| RECORD EXCERPTS |
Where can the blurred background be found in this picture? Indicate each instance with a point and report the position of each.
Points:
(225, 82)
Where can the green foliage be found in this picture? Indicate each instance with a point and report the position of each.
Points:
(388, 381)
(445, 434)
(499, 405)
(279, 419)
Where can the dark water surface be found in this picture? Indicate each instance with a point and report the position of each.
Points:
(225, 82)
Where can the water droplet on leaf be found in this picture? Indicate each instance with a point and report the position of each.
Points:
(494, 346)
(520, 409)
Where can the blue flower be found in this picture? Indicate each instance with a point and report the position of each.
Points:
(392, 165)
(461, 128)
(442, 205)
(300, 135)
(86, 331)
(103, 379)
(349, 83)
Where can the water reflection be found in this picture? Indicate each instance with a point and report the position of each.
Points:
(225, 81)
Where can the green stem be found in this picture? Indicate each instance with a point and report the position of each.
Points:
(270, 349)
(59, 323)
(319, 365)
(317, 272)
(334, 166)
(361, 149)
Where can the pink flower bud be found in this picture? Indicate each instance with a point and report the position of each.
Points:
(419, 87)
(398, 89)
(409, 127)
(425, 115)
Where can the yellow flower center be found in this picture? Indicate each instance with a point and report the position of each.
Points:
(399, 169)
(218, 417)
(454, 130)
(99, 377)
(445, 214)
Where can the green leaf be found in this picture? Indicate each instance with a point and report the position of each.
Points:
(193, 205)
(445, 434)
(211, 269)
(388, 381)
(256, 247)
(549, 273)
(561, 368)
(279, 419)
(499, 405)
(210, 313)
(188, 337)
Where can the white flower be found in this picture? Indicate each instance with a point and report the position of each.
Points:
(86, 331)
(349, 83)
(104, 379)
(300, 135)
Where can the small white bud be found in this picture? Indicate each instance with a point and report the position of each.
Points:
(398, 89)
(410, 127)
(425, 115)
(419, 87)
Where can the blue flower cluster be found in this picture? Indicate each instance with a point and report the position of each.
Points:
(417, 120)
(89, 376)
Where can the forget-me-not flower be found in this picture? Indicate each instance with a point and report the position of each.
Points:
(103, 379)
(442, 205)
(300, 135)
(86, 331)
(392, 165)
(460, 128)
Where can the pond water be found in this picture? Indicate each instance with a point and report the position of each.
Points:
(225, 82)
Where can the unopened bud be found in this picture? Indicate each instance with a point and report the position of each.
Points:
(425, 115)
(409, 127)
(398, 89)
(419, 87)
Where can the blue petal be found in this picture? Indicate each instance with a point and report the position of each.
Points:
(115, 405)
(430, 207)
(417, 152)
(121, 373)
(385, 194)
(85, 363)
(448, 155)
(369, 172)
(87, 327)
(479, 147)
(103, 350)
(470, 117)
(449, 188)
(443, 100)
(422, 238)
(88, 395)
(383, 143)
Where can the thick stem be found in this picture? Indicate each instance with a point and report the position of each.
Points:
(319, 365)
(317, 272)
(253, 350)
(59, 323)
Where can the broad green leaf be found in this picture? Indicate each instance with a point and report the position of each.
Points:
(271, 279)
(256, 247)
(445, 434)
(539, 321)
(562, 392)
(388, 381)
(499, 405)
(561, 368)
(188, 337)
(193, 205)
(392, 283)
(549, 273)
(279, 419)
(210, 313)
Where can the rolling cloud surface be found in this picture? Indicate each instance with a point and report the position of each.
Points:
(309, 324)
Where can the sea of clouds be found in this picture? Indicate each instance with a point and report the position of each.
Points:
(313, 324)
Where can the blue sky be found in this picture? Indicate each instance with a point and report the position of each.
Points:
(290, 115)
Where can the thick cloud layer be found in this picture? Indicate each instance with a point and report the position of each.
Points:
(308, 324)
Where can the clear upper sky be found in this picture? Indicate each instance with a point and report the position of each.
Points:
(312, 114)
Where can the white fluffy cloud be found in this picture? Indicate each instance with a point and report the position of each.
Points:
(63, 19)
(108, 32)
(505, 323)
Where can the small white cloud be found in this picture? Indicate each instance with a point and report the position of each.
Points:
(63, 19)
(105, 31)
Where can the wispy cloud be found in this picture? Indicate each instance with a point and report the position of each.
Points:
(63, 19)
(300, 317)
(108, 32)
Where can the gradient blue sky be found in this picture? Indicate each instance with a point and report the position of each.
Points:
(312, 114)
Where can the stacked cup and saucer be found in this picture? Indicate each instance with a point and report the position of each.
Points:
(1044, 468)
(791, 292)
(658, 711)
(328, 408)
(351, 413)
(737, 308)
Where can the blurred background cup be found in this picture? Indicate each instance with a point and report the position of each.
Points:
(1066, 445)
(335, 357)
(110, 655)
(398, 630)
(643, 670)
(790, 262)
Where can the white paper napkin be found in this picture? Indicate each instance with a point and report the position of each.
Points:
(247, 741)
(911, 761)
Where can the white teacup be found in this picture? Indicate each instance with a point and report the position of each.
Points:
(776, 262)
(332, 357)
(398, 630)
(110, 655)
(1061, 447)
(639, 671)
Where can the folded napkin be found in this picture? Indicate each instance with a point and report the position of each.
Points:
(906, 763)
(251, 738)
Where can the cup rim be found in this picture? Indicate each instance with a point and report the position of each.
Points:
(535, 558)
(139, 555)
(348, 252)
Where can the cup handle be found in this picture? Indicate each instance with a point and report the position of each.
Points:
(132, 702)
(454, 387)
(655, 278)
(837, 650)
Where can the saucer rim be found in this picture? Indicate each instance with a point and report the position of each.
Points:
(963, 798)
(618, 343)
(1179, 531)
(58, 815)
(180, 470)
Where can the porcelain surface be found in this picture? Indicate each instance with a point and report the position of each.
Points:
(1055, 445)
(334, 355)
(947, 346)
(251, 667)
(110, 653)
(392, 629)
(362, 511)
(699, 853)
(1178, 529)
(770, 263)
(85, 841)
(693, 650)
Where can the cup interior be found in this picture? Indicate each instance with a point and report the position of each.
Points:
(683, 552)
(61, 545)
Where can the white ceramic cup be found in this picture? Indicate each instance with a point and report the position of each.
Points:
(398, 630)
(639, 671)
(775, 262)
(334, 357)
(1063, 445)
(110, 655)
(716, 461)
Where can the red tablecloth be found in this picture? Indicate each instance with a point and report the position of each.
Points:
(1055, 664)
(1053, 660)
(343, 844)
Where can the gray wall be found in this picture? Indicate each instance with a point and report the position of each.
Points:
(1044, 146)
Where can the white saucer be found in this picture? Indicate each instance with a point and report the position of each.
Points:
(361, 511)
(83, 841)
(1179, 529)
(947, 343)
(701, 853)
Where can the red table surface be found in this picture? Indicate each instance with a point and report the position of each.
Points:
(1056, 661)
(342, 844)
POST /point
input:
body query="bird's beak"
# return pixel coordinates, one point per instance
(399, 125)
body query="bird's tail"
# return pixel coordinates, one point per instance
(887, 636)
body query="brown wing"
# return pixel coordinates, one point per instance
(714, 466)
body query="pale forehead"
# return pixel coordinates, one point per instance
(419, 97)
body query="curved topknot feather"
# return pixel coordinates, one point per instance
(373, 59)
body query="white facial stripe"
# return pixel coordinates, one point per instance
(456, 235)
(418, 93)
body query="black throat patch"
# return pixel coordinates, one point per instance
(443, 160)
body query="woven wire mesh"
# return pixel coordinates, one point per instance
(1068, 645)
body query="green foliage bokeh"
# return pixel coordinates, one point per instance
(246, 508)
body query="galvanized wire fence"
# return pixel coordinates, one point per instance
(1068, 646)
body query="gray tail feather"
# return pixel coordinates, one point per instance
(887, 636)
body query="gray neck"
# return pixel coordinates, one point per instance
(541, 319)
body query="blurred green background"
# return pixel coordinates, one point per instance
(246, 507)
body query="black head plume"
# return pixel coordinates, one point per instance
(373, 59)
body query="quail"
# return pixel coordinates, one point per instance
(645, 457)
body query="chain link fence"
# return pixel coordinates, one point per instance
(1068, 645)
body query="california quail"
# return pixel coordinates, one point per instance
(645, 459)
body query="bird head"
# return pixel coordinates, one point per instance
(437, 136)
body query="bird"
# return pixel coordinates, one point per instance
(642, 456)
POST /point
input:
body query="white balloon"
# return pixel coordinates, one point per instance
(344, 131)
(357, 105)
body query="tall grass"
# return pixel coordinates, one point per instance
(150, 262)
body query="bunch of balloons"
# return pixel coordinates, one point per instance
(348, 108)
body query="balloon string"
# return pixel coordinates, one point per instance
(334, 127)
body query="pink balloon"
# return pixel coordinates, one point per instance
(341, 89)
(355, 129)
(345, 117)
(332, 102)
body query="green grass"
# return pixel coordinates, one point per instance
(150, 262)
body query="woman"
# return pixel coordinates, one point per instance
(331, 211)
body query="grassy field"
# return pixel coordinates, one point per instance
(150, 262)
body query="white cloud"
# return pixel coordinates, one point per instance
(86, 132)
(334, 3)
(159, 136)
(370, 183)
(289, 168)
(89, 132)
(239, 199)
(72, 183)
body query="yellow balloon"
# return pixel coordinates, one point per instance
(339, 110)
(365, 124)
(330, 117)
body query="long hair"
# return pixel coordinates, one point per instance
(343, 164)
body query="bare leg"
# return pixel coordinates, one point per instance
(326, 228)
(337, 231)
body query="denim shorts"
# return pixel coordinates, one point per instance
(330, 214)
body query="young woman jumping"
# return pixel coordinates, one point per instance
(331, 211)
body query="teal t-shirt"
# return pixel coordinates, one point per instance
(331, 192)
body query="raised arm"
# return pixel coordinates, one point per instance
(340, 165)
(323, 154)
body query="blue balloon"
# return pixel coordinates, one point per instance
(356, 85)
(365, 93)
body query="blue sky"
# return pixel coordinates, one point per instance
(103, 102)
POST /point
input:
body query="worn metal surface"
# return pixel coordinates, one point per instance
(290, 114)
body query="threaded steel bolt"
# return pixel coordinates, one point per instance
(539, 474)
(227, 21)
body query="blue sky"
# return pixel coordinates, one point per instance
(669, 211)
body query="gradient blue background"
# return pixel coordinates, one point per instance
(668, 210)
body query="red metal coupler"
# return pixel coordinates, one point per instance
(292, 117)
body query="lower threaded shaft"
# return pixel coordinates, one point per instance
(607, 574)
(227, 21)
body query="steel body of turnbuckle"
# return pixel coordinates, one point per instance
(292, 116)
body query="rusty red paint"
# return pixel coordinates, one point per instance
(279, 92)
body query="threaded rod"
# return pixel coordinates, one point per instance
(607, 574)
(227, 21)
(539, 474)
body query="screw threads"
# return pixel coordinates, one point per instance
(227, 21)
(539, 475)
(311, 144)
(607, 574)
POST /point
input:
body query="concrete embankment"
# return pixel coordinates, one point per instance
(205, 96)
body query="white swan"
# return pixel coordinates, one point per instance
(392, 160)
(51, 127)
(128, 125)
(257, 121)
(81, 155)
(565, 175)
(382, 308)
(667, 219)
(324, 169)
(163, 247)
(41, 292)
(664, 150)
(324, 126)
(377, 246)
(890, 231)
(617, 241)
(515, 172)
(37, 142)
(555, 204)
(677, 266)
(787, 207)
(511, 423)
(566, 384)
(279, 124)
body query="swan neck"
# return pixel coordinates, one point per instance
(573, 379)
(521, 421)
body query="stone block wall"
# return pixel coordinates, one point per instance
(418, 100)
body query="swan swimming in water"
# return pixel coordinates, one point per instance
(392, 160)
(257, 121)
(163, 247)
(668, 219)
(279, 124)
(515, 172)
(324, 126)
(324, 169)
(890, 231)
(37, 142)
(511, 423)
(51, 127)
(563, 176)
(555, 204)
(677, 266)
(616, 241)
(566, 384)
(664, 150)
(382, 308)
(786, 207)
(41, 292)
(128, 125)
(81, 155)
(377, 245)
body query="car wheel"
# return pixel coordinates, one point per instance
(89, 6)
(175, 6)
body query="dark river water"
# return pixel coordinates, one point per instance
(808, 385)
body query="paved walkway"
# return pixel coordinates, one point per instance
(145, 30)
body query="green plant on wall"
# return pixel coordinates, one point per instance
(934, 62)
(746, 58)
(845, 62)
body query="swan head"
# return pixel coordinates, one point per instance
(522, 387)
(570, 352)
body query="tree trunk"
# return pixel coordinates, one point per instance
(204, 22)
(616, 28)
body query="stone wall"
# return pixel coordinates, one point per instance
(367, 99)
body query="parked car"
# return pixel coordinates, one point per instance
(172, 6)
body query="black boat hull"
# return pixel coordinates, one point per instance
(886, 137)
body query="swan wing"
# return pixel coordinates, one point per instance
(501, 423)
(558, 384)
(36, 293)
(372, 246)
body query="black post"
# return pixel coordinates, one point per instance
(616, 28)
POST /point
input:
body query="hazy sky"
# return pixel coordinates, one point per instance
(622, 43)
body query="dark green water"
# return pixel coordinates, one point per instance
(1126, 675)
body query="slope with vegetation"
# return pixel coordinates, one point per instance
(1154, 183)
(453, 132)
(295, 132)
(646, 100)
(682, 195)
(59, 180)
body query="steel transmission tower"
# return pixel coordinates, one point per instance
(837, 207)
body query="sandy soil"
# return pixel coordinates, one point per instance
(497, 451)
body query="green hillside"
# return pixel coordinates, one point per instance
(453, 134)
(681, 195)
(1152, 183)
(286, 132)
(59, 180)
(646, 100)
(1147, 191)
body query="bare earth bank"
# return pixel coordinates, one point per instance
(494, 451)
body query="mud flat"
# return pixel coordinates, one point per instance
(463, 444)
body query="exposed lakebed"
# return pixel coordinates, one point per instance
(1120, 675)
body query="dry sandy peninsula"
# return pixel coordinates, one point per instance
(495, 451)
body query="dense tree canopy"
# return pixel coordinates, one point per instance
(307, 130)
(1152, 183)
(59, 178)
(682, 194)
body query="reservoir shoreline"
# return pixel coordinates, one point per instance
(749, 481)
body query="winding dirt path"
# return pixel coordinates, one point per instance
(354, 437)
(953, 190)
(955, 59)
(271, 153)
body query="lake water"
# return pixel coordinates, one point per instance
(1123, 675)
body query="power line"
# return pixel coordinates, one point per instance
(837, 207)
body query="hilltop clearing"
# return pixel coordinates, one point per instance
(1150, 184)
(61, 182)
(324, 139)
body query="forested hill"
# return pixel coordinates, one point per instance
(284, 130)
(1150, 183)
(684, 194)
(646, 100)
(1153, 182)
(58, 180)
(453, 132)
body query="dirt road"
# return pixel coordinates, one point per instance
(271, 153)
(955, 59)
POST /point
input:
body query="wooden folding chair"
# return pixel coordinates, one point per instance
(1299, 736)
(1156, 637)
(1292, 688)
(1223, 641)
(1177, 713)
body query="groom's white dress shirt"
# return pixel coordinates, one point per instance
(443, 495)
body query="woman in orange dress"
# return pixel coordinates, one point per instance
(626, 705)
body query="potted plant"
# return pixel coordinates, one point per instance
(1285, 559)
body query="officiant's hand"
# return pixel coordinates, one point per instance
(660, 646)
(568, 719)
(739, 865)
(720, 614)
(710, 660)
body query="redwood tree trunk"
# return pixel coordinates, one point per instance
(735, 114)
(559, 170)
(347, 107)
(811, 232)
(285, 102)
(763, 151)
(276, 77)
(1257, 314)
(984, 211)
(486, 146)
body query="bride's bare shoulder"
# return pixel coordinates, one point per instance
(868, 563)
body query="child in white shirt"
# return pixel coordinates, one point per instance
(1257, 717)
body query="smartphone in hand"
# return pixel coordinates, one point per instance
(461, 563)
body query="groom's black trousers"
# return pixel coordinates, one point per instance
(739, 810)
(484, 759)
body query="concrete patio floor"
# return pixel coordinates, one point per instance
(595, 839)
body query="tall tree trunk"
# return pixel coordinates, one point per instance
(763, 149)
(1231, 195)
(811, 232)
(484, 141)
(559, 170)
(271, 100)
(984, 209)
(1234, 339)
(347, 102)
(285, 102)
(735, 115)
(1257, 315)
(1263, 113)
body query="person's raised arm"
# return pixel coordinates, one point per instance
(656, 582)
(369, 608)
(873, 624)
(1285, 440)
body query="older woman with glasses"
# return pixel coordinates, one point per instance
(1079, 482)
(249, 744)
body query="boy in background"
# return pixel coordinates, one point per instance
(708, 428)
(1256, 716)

| STATED EXERCISE |
How many lines of the listing above contain the string "plant", matching case exactly? Reply with the number alone.

| EXERCISE RESPONSE |
2